§ **Directions**
Lay out the rows below as a JSON list of strings, one string per line, from the start of the rows up to and including the line containing "26), (200, 18)]]". Omit blank lines and leave the pictures out.

►

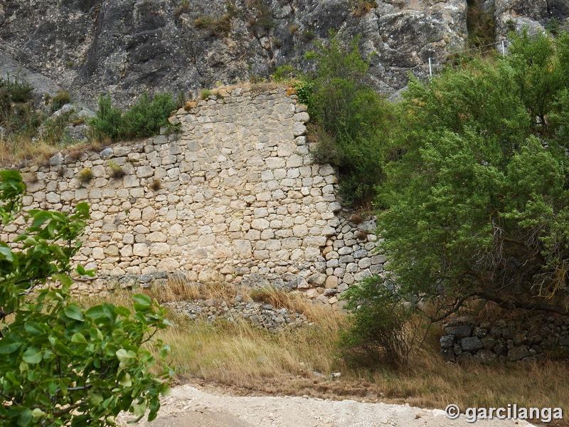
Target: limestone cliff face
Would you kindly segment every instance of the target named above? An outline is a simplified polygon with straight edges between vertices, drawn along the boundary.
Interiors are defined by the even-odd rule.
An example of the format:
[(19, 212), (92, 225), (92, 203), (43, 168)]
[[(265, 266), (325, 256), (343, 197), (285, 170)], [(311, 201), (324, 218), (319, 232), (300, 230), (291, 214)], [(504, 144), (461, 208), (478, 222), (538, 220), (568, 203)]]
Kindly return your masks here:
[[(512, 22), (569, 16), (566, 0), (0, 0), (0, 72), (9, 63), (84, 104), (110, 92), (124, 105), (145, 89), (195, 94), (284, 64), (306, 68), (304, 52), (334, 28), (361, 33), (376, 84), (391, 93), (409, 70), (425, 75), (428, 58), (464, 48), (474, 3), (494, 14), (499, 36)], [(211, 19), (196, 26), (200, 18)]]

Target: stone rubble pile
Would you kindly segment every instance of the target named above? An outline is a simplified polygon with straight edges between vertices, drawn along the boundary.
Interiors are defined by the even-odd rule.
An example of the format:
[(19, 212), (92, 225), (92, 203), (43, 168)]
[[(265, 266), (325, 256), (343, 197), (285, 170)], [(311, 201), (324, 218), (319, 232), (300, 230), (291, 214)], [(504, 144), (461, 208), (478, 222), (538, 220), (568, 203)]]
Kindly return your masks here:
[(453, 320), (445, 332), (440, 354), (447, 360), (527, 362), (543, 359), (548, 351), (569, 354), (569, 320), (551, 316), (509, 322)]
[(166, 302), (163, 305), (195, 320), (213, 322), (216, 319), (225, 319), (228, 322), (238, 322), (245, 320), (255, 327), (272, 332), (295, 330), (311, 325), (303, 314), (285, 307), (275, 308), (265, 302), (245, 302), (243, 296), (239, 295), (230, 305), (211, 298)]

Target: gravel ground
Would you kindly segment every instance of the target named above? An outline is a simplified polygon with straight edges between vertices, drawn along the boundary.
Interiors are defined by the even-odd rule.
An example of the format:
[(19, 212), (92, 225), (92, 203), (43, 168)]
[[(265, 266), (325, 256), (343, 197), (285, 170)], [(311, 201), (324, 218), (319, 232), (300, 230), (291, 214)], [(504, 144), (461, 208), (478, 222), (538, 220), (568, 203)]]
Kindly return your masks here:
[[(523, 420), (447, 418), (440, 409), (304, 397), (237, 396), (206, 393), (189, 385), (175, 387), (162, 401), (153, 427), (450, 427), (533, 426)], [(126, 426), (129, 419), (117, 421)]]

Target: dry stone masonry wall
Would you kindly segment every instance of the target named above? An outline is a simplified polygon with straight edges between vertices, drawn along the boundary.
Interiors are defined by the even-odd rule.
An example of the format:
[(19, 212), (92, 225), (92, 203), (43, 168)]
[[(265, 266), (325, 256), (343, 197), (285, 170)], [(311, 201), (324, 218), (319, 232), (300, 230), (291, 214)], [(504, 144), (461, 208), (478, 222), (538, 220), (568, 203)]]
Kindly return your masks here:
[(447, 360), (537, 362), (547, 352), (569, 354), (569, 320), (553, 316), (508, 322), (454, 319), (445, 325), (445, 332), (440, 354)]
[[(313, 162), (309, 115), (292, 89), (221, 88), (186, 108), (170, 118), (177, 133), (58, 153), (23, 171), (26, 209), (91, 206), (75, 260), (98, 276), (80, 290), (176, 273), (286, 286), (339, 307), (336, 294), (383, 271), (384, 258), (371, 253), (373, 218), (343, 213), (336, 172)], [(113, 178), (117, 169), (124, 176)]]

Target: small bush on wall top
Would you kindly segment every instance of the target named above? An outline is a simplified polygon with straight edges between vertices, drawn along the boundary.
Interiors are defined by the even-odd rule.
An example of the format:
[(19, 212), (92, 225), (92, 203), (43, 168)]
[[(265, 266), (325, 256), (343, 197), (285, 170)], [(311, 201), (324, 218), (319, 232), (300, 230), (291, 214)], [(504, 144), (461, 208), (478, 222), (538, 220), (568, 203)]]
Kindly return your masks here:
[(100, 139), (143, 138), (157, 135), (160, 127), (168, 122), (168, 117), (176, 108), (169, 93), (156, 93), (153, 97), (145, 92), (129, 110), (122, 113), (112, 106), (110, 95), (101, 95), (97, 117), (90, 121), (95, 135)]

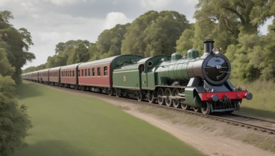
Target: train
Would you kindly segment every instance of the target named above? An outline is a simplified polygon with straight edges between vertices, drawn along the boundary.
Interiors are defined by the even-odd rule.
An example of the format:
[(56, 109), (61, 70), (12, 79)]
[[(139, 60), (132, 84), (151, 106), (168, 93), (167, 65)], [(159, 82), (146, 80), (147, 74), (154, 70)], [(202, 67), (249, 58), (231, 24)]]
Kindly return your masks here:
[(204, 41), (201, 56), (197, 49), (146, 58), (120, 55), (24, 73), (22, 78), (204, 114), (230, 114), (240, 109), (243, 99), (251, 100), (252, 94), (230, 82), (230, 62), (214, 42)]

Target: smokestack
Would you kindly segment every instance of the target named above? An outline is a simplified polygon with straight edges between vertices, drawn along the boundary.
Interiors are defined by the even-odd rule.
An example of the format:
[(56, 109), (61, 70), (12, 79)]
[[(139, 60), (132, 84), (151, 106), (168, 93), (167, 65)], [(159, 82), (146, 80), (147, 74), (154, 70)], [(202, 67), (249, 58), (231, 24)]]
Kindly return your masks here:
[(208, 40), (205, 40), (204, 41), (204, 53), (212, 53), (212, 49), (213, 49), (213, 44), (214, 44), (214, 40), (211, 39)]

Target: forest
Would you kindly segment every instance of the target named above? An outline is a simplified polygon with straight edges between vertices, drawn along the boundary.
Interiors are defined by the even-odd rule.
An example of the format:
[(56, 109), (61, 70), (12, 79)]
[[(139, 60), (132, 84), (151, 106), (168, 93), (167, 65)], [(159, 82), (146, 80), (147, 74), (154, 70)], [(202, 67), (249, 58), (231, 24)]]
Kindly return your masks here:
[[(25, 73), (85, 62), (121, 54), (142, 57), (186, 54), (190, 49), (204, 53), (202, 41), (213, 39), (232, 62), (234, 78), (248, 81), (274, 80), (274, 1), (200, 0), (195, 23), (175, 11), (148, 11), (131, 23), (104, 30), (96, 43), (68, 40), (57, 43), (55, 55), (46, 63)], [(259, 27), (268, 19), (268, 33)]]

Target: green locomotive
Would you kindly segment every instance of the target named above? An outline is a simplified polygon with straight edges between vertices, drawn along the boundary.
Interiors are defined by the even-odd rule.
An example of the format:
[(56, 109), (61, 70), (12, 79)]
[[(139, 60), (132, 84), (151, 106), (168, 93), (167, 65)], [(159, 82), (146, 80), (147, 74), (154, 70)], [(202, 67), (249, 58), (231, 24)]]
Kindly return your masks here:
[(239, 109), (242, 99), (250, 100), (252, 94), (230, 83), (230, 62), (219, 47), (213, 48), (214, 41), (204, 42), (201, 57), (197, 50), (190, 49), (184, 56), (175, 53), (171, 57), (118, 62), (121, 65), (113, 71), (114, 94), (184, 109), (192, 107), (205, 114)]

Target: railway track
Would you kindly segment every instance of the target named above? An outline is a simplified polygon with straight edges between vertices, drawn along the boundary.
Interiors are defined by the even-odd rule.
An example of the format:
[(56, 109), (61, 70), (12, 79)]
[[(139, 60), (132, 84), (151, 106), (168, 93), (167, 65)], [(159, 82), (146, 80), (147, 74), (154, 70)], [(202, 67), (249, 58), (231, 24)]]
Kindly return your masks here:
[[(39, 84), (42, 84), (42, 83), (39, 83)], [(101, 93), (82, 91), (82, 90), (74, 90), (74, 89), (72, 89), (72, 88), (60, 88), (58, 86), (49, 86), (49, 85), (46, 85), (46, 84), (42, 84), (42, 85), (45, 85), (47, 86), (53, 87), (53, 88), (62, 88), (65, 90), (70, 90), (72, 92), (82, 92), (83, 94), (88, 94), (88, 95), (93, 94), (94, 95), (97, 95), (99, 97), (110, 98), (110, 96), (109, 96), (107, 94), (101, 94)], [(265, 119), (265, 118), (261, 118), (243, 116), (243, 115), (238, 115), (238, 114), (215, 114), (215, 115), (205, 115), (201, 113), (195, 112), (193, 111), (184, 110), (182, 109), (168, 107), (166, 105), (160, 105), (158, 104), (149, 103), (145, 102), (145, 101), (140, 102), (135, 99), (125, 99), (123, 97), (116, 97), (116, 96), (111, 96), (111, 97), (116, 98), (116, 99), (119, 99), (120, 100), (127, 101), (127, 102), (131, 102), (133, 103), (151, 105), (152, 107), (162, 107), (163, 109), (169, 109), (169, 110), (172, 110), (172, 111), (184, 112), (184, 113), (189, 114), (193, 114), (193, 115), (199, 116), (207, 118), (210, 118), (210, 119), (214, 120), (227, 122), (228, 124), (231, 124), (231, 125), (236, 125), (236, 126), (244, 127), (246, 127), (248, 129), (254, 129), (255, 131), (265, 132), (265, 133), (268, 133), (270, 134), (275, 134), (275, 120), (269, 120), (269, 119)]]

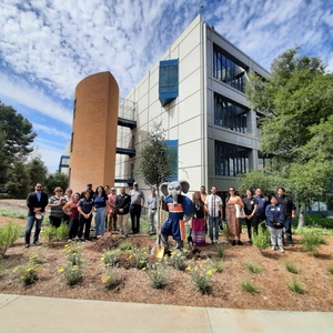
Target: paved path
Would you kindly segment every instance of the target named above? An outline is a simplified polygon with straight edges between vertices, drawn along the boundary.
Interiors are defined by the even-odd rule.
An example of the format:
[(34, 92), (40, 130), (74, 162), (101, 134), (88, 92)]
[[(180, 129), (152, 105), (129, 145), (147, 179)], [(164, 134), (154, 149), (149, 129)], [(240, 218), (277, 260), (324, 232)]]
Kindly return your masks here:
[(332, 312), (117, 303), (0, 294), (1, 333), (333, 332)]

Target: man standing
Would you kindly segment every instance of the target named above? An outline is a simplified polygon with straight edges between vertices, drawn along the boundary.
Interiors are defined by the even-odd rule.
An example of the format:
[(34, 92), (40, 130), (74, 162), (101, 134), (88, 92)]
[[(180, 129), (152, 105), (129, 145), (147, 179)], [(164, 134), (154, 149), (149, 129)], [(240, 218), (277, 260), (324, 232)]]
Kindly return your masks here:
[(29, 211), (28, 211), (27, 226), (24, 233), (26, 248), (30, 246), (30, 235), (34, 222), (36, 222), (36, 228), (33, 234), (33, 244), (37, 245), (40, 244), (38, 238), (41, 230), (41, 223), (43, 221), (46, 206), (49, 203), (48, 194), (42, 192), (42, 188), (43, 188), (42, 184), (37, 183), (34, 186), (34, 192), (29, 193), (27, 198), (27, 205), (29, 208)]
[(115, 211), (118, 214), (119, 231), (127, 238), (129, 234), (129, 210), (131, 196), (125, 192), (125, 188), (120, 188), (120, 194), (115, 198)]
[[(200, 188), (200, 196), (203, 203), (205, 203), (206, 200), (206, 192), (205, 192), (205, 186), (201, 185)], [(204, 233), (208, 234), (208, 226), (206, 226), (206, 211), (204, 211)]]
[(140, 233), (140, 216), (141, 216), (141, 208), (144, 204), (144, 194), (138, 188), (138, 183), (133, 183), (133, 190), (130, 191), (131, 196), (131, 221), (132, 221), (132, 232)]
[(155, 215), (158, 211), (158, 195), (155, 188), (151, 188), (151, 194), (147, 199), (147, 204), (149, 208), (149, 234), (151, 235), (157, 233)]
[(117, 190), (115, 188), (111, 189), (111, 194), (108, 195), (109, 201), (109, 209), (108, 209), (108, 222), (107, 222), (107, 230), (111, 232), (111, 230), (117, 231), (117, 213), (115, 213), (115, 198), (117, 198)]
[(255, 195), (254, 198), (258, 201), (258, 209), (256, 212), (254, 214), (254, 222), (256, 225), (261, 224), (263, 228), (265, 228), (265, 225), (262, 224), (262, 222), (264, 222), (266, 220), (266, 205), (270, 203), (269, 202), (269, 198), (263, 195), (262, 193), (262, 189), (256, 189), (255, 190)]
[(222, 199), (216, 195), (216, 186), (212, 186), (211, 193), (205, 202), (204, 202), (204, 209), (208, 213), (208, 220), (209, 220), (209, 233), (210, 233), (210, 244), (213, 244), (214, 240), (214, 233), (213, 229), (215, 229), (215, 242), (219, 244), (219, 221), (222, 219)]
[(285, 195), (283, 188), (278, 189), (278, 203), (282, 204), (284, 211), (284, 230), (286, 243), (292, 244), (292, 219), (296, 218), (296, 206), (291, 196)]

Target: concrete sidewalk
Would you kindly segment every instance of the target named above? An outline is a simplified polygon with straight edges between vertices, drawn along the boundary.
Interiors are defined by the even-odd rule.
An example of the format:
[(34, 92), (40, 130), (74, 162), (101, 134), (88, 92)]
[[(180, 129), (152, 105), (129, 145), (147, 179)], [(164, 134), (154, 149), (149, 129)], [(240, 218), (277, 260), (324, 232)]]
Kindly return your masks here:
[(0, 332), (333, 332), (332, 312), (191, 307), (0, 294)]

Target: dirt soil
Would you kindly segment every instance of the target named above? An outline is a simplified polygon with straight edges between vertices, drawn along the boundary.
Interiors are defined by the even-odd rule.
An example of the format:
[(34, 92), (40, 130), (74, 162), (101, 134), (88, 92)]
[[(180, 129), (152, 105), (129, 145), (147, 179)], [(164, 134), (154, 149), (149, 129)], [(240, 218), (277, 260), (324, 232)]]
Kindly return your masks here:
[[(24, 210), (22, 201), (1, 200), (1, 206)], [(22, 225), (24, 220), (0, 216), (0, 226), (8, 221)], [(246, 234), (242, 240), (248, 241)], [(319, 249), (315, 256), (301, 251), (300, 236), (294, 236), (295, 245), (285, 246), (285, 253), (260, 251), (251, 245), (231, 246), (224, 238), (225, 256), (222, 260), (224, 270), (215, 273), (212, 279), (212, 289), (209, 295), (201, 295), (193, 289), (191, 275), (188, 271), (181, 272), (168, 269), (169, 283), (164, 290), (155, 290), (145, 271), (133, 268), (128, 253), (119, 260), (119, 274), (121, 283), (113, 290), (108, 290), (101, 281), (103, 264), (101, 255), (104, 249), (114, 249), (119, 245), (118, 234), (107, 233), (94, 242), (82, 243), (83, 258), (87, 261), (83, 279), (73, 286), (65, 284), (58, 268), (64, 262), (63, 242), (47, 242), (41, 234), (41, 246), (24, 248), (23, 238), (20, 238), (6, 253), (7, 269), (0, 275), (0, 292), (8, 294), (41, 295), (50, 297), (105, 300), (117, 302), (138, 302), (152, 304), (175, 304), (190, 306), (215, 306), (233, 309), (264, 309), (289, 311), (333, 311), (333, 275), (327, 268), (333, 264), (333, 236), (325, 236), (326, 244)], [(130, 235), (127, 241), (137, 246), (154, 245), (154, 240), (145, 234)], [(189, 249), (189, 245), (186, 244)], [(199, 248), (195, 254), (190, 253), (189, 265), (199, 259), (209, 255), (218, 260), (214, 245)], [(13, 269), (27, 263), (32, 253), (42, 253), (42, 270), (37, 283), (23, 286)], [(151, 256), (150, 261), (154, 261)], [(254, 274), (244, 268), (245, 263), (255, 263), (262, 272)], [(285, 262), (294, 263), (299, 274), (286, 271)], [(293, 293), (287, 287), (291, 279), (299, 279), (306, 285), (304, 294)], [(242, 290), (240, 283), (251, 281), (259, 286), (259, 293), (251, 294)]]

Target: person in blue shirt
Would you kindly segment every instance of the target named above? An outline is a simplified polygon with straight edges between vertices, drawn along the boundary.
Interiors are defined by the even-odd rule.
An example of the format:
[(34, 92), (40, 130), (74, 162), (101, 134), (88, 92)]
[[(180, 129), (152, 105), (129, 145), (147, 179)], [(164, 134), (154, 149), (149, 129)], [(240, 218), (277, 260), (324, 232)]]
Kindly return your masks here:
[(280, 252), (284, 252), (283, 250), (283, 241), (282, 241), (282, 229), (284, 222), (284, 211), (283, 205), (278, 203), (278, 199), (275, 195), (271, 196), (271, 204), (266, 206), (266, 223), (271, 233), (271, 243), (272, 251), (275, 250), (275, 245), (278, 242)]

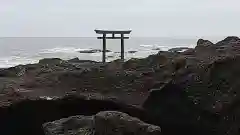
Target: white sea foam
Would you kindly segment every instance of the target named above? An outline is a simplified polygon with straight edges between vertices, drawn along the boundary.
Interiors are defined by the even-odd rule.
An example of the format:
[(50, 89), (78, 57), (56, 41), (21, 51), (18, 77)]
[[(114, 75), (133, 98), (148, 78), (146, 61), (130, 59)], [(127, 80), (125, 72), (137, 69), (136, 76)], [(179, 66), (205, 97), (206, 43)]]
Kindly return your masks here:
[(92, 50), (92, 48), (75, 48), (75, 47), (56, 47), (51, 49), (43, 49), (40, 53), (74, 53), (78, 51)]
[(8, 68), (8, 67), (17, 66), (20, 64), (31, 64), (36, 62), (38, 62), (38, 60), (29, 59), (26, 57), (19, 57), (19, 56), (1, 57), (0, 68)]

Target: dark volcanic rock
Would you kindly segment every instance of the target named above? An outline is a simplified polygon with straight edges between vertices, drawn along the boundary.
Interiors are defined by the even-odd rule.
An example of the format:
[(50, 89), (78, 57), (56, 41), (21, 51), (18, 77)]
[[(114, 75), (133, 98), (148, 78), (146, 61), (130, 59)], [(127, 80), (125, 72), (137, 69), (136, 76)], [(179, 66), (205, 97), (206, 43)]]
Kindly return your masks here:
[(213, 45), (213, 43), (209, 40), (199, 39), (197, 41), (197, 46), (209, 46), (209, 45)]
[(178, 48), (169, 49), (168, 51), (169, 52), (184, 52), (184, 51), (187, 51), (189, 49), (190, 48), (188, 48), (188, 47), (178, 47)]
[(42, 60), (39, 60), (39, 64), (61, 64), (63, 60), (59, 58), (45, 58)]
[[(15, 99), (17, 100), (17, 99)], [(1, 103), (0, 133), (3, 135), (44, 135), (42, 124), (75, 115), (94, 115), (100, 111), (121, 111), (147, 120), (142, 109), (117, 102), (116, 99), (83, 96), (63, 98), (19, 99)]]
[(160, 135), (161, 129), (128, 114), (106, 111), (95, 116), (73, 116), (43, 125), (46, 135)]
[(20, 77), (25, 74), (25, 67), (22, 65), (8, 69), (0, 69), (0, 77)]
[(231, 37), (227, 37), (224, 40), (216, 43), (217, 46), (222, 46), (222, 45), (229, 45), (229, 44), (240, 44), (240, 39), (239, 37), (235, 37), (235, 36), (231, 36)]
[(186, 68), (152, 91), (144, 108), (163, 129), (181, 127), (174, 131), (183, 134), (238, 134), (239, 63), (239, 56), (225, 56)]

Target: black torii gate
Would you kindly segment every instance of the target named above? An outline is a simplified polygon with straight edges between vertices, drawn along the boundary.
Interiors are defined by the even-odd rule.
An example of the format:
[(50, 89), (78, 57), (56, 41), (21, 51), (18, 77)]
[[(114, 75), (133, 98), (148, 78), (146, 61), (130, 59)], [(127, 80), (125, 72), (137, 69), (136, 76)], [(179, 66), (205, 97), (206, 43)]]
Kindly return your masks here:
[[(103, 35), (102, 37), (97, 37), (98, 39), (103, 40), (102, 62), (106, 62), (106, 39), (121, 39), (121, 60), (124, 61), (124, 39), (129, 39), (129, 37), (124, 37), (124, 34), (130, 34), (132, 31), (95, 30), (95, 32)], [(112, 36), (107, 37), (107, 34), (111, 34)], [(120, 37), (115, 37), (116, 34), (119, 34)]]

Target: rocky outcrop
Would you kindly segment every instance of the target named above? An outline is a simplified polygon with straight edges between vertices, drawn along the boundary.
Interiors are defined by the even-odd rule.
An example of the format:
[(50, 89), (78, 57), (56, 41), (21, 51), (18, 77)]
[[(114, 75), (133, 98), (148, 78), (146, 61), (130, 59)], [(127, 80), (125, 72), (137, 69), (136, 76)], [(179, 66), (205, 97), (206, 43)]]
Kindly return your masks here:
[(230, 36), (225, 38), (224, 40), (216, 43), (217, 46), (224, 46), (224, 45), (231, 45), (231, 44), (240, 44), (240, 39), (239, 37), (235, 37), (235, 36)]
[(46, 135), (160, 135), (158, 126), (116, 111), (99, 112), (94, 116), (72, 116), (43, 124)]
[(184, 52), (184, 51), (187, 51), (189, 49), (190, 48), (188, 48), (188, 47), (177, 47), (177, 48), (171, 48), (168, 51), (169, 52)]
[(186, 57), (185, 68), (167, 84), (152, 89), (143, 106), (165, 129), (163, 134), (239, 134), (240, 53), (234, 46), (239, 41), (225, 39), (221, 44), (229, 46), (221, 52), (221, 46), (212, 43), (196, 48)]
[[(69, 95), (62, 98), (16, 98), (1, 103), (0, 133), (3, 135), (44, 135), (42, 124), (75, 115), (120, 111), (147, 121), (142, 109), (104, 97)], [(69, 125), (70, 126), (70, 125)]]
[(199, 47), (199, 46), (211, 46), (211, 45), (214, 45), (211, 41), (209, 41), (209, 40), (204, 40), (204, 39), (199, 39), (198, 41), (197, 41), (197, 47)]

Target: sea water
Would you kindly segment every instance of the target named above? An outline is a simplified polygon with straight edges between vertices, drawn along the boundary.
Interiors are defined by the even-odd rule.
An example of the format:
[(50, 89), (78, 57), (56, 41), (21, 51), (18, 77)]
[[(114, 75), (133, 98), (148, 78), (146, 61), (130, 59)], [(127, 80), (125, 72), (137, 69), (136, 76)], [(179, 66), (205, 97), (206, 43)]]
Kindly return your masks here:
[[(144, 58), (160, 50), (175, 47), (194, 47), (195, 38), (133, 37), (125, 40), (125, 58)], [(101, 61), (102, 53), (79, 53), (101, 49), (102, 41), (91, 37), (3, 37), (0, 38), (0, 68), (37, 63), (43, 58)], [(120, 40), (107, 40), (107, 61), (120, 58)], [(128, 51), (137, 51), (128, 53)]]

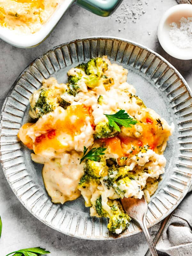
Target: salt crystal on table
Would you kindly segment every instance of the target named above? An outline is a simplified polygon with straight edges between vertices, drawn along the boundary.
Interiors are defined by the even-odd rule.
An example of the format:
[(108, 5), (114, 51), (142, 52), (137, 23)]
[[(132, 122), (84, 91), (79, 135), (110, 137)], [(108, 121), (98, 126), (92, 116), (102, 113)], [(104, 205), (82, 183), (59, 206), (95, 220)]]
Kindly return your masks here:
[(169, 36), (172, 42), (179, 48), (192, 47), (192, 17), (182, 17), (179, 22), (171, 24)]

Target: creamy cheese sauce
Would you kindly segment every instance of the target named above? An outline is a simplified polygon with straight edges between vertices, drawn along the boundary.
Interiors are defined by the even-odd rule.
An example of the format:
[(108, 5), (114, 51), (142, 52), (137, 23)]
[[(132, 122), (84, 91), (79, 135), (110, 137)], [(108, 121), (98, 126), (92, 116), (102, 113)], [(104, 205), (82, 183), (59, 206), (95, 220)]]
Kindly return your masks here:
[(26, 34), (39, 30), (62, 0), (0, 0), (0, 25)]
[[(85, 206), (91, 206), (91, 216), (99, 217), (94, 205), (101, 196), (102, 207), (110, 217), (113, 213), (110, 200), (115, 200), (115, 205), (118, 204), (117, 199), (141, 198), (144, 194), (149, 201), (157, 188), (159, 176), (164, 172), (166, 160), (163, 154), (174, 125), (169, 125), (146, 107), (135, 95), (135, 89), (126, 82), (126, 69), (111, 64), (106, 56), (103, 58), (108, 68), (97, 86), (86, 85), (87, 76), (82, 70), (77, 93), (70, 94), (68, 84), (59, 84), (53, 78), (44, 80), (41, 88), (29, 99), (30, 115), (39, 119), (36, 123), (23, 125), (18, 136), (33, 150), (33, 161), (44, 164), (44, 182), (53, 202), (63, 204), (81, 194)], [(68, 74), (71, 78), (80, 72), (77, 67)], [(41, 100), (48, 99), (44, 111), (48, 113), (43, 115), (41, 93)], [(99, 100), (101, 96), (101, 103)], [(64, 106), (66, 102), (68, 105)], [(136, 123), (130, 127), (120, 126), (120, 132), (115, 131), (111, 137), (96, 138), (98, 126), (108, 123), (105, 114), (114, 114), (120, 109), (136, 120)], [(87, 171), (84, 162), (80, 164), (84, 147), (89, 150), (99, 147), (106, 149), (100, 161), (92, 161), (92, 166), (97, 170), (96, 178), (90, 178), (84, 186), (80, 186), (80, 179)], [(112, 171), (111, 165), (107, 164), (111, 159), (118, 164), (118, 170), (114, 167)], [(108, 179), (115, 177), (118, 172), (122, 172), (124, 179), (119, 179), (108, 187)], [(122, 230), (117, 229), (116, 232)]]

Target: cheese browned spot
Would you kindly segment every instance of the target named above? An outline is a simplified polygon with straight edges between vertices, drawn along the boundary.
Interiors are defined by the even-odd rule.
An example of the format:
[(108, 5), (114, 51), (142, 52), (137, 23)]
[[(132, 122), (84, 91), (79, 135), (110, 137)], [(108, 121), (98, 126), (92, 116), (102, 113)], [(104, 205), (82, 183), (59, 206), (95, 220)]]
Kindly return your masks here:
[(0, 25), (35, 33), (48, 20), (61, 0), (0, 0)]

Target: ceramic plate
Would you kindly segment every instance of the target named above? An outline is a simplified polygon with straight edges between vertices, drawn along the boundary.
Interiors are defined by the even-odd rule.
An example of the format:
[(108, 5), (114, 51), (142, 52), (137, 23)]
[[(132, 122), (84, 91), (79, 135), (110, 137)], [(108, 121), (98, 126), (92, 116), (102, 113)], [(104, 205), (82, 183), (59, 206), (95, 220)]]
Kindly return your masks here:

◄

§ **Task solution**
[
  "Target: limestone cliff face",
  "Would you kindly segment every instance of the target named above? An outline is a simplified polygon with straight edges between vertices, drawn along the boundary.",
  "Interiors are defined by the even-odd rule.",
  "An example of the format:",
  "[(19, 212), (92, 225), (92, 203), (43, 168)]",
  "[[(265, 266), (325, 256), (343, 197), (285, 170)], [(311, 201), (324, 218), (319, 232), (300, 230), (291, 214)], [(504, 144), (461, 208), (478, 222), (538, 220), (568, 203)]]",
  "Kindly return your masks here:",
  "[[(512, 22), (569, 16), (566, 0), (0, 0), (0, 72), (9, 63), (84, 104), (110, 92), (124, 105), (145, 89), (195, 94), (284, 64), (306, 68), (304, 52), (334, 28), (361, 33), (376, 84), (391, 93), (409, 70), (425, 75), (428, 58), (464, 48), (474, 3), (494, 14), (499, 36)], [(211, 19), (196, 26), (200, 18)]]"
]